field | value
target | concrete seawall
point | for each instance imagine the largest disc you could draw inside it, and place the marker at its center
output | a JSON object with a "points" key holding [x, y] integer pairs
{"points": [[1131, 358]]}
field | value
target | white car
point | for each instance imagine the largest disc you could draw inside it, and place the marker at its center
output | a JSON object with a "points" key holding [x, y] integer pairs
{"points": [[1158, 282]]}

-*-

_WHAT IS BEING ASKED_: Copy the listing above word for word.

_COMPLETE OUTPUT_:
field | value
target | concrete seawall
point | for each instance imagine the largest disc you could draw inside it, and place the marker at its center
output | a JSON object with a "points" key holding [x, y] integer pairs
{"points": [[1131, 358]]}
field | value
target | white car
point | for each instance imagine the largest disc you could draw inside it, and place the marker at its center
output | a JSON object with a "points" key holding [x, y] integer pairs
{"points": [[1158, 282]]}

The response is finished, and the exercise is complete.